Excerpted text START
An appeals court has sided with Jacksonville-based CSX Transportation in a dispute over a train conductor who suffered a fatal heart attack.
The case was a disagreement over the railroad’s duty to provide medical assistance to conductor Larry Sells. The News Service of Florida reports the First District Court of Appeal upheld a lower court ruling in favor of CSX.
In a case stemming from a conductor who suffered a fatal heart attack, a divided appeals court Monday sided with CSX Transportation in a dispute about the railroad's duty to provide medical assistance. The 1st District Court of Appeal, in a 2-1 decision, upheld a circuit judge's ruling in favor of the railroad in a case brought by Crystal Sells, the widow of conductor Larry Sells.
In August 2006, Larry Sells suffered cardiac arrest in a rural area of Clay County as he went to manually operate a switch to change tracks. An engineer, Dick Wells, discovered Sells about two minutes after the heart attack and contacted a dispatcher through the train's radio system. The dispatcher had trouble communicating the exact location, and emergency medical technicians did not arrive on the scene for 35 minutes.
Crystal Wells filed a negligence lawsuit against CSX, alleging in part that the railroad failed to provide a reasonably safe workplace. Among the issues in the case was the lack of automatic external defibrillators on trains.
But the majority opinion Monday, written by appeals-court Judge Lori Rowe and joined by Chief Judge Joseph Lewis Jr., found that CSX did not have a duty to take preventative measures in anticipation of an employee suffering cardiac arrest.
"(Longstanding) case law establishes that while CSX had to procure prompt emergency medical treatment for Sells once it knew that he was seriously ill, it did not have a duty to take anticipatory measures to prevent such emergency situations,'' the majority opinion said.
But Judge Ronald Swanson dissented, writing that CSX breached a duty to act with "reasonable care" under the circumstances. "Put simply, there is no longstanding case law directing that an employer does not have a duty to anticipate medical emergencies or prepare for them,'' Swanson wrote. "Indeed, this conclusion flies in the face of federal and state safety statutes, and is in conflict with countless cases in which courts have considered an employer's duty to provide a reasonably safe workplace, which necessarily requires anticipation of the types of injuries that could occur, and how they can be avoided."
Excerpted text END
Extracted material START
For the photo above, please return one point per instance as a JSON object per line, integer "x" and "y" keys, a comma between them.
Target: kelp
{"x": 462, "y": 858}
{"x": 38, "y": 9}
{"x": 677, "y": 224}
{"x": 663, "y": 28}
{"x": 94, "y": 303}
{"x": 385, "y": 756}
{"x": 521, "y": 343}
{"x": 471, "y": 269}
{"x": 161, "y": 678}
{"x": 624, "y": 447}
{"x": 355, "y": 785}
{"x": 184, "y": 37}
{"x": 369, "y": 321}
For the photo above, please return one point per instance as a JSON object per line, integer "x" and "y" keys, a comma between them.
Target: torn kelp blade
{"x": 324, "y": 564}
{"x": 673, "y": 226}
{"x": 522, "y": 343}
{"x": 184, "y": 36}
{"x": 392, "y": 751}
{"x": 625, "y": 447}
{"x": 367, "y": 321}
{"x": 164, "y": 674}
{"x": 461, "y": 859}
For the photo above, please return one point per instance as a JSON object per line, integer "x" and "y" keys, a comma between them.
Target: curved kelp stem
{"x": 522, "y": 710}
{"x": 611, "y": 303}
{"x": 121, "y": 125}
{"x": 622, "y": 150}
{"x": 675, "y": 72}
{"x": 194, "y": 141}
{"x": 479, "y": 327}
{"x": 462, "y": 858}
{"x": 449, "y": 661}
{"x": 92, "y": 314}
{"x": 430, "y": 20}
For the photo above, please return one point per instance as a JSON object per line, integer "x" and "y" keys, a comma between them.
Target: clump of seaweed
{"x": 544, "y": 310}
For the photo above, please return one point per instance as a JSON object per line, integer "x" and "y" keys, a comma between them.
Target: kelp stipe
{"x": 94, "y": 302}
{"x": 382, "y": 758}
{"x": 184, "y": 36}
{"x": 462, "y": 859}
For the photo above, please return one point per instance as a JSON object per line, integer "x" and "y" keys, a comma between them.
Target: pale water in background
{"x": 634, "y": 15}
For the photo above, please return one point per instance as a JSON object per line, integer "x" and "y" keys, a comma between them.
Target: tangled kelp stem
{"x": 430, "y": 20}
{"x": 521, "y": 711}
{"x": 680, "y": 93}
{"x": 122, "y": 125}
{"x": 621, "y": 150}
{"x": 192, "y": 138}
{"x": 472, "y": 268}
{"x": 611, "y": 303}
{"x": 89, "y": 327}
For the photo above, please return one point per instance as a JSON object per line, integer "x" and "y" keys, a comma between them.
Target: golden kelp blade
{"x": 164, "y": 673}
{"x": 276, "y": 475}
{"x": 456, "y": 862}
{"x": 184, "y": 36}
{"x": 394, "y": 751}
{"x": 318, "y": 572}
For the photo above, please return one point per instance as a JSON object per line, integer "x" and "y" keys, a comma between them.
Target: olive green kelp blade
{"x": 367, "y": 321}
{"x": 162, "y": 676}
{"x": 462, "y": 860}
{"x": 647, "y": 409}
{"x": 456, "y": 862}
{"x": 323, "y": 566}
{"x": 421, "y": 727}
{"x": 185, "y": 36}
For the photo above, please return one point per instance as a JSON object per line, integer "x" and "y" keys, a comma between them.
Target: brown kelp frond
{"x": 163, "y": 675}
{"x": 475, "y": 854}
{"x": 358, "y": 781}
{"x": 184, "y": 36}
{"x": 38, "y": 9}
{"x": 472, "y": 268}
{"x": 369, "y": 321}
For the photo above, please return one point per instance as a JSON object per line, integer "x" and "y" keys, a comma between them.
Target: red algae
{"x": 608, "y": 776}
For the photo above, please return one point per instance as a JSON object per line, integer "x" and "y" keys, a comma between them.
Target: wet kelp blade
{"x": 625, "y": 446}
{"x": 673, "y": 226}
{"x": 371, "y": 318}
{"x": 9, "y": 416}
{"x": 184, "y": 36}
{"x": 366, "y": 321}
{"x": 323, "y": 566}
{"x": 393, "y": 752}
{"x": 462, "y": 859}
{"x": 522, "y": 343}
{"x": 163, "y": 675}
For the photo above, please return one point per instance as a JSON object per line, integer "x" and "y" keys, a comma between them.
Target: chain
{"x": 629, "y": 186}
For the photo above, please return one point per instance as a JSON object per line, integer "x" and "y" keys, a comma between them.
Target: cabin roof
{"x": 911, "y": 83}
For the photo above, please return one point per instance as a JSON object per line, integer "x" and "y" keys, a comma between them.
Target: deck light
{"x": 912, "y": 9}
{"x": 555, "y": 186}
Extracted material END
#### What you need to do:
Name every appeals-court judge mentioned in the article on the CSX ruling. This data bears no relation to the article.

#### Solution for this problem:
Lori Rowe, Joseph Lewis Jr., Ronald Swanson